What to do
Return each of the following lines unchanged, keeping every character and the original order.

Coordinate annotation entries
----

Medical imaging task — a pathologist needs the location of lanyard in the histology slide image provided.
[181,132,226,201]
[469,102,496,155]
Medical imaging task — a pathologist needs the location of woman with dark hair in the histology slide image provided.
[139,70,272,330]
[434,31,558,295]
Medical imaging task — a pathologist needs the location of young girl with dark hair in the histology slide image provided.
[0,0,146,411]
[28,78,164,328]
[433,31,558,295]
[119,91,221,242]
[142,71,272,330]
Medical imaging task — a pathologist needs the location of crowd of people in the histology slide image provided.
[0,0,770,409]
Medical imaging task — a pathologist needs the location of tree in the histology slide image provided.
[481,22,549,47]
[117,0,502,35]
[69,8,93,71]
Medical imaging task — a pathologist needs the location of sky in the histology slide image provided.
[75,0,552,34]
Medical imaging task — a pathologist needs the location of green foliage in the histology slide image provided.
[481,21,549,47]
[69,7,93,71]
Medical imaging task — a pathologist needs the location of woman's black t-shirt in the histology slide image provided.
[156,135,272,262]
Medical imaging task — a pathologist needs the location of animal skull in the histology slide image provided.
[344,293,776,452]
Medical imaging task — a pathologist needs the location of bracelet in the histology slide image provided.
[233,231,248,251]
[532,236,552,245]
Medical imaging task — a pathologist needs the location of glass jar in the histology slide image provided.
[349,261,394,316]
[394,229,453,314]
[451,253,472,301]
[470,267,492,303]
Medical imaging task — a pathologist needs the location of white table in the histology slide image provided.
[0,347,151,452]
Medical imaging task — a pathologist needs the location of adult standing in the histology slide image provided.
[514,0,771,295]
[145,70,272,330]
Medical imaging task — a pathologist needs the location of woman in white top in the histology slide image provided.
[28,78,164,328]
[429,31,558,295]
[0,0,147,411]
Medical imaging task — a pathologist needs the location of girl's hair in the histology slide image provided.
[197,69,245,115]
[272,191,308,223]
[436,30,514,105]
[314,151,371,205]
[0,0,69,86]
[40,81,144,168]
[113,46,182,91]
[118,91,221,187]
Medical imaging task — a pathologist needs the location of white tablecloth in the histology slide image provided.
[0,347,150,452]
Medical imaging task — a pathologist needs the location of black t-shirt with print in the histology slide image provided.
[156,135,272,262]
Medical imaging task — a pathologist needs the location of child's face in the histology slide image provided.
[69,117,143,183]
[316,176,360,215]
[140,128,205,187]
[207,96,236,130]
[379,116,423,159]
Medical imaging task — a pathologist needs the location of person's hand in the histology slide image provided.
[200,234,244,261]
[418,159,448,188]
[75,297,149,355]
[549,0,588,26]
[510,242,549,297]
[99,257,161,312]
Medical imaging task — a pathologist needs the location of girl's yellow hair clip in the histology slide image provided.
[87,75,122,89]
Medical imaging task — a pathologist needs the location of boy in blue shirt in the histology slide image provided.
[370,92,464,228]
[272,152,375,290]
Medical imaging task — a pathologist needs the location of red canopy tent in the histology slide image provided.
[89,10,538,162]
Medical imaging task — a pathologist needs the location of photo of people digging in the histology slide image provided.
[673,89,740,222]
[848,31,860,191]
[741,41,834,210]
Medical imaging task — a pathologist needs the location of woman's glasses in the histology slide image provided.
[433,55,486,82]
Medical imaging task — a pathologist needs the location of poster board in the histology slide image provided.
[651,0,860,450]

----

Finished task
Medical imaging task — a pathologist needs the location of lanyard in the histology slide image provided.
[181,132,226,201]
[469,102,496,155]
Medical imaging task — a pathologist needs the location of woman with dark hair in the histology slide image provided.
[139,70,272,330]
[434,31,558,295]
Medical imaging task — a pathologist needs the location of young girl with dark hair in the histology slide image provided.
[0,0,146,411]
[28,78,164,328]
[433,31,558,295]
[119,91,221,242]
[142,71,272,330]
Medical imaging task — a pathologist needs the location of crowd of people in the histology slide image provided.
[0,0,770,409]
Medical imaging task — a pathologist needs the location of tree in the histology slide image provided.
[481,22,549,47]
[117,0,502,35]
[69,8,93,71]
Medical imaging task — a pathologist needs the location of sky in the histology slide image provided.
[75,0,552,34]
Medical imaging task — a pathologist needs the location of green foliage in the histology slide image provided.
[481,21,549,47]
[69,7,93,71]
Medical imaging task — a pathologist needs the location of woman's black t-shirt in the histology slide image provided.
[156,135,272,262]
Medical imaging task — a pathologist needs the location of animal skull in the histology slide image provided.
[344,293,776,452]
Medical imaging task — a pathologist needs the location of bracelet in the histology slide image provided.
[233,231,248,251]
[532,236,552,245]
Medical imaging task — a pathologist needs the location of glass jar in the histology slide image provided.
[349,261,394,316]
[394,229,453,314]
[451,253,472,301]
[470,267,492,303]
Medical imaging task — a pathologist needs the location of white table in the histology slide image provided.
[0,347,151,452]
Medical imaging task — a pathologist needs the location of adult standing in the histology slide image provided.
[514,0,771,295]
[145,70,272,330]
Medical imaging task — a pathologist needs the location of woman in white top in the histology slide image provided.
[28,78,164,328]
[429,31,558,295]
[0,0,147,411]
Medical imaging task — a pathologist needs the location of girl's hair in the histology slide image provided.
[197,69,245,115]
[272,191,308,223]
[436,30,514,105]
[314,151,371,205]
[0,0,69,86]
[40,81,144,168]
[113,46,182,91]
[118,91,221,187]
Medical imaging task — a pathologist needs the location of white tablecloth in the histology slide image provided.
[0,347,150,452]
Medical imaging task — a pathologist needs the location of black t-shirt with print in the histology slide image provided.
[156,135,272,262]
Medical imaging task — a pathologist needs the location of child's face in the histology slide image provided.
[69,117,143,183]
[316,176,360,215]
[140,128,205,187]
[207,96,236,130]
[379,116,423,159]
Medical imaging task — a pathologist needs the location of person's hand in the histology slide image provided.
[200,234,244,261]
[418,159,448,188]
[75,297,149,355]
[549,0,588,26]
[510,242,549,297]
[99,257,161,312]
Medical imaging task — a pathologist needs the location of girl's yellow hair clip in the histology slide image provided.
[87,75,122,89]
Medical imaging task — a pathologist needs the location of boy in blue shirt in the histology slide image provided.
[370,92,464,228]
[272,152,375,290]
Medical imaging task — a pathologist needs the location of red canopy tent in the histology slide image provided.
[89,10,538,162]
Medical imaging task — a pathologist needs the location of photo of people digging in the histology slide image provided.
[673,89,740,222]
[848,31,860,191]
[741,41,834,210]
Medical imaging task — a pathologist needs the location of woman's glasses in the histology slide image provided.
[433,55,486,82]
Medical imaging task — a pathologist needs the location of poster board in the histology slide image provided.
[651,0,860,450]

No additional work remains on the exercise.